● Text:
----------------

Hi all! I'm trying to find common reads between two bam files. I first sorted the bam files by read name and then used comm (https://linux.die.net/man/1/comm). Here is my code:
samtools sort -n unmapped_reads1.bam -o unmapped_reads1_sorted.bam
samtools sort -n unmapped_reads2.bam -o unmapped_reads2_sorted.bam
comm -12 unmapped_reads1_sorted.bam unmapped_reads2_sorted.bam > common_seqs.bam
Comm spits out these two messages:
comm: file 2 is not in sorted order
comm: file 1 is not in sorted order
and the resulting output file (common_seqs.bam) is empty. Anyone experienced this? or recommend any other ways to do this task?
Thank you!
When I use the sorting commands, my resulting sorted bam files are a series of lines like this (not the typical bam format with sequences of reads)
yes, that's what you want if you want to use 'comm'...

----------------

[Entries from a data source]
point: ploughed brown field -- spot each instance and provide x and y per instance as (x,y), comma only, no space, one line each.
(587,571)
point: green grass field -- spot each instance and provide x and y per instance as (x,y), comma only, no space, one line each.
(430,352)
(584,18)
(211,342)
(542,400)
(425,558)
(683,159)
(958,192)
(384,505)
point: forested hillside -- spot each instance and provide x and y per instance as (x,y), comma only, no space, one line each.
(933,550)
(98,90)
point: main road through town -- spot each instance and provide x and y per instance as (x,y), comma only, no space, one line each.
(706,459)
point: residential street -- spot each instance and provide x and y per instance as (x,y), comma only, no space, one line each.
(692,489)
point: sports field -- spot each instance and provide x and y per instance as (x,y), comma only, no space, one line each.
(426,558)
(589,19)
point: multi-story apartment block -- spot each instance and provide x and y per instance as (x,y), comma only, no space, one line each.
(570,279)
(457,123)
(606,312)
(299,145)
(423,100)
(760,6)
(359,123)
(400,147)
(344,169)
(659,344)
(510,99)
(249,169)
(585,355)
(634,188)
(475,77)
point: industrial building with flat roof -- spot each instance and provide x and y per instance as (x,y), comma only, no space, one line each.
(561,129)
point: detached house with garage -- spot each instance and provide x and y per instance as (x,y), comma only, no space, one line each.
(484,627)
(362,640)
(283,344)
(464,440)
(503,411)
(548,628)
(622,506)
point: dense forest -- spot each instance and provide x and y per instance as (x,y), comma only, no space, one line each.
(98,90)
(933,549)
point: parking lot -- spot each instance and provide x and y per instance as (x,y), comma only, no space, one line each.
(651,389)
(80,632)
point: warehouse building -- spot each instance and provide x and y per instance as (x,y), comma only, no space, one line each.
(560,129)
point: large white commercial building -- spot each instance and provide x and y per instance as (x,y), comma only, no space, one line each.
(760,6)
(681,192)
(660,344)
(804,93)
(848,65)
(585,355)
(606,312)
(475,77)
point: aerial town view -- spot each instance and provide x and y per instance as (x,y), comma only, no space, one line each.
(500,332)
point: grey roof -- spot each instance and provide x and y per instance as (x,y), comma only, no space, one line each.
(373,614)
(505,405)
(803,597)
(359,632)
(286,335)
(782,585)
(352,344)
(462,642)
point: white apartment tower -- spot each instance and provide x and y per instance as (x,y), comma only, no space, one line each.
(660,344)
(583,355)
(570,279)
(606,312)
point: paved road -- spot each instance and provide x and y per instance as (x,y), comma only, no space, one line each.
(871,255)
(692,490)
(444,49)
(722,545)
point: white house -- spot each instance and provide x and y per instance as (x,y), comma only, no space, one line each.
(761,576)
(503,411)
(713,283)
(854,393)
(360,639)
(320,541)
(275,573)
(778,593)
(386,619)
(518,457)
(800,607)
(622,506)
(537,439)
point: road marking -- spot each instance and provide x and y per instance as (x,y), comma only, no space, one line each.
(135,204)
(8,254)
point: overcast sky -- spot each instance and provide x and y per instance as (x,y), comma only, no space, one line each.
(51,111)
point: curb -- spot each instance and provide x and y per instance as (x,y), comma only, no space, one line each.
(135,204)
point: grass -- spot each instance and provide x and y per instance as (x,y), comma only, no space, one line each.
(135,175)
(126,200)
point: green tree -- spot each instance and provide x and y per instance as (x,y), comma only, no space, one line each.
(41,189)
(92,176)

----------------

● Work instruction A:
In the bam-file thread, what happened to the output file common_seqs.bam?
● Work instruction B:
Echo the part of the bam-file thread that opens with the words containing "Hi all! I'm" and closes with "do this task?".
● Work instruction C:
Proceed with the bam-file thread from the point where it stops.
None of the entries are needed for this work.

● Expected output A:
It was empty.

● Expected output B:
Hi all! I'm trying to find common reads between two bam files. I first sorted the bam files by read name and then used comm (https://linux.die.net/man/1/comm). Here is my code:
samtools sort -n unmapped_reads1.bam -o unmapped_reads1_sorted.bam
samtools sort -n unmapped_reads2.bam -o unmapped_reads2_sorted.bam
comm -12 unmapped_reads1_sorted.bam unmapped_reads2_sorted.bam > common_seqs.bam
Comm spits out these two messages:
comm: file 2 is not in sorted order
comm: file 1 is not in sorted order
and the resulting output file (common_seqs.bam) is empty. Anyone experienced this? or recommend any other ways to do this task?

● Expected output C:
Oh i see! I should be more clear. I want my output to still be .bam just with all of the common sequences
once you have the common read names you can go back to the bam and get the reads: Extract reads from bam/sam files using read id
I will try that thank you!!!
define "common sequences"
my apologies for my bad explaining. I started off with paired end sequencing data. I mapped these sequences to two different reference genomes separately, and each time I extracted only the unmapped reads. (those two reference genomes represent possible contaminant species).
So now i have two unmapped reads files (unmapped_reads1.bam, unmapped_reads2.bam). I would need to keep sequences that are common to BOTH files as my final output, in bam format.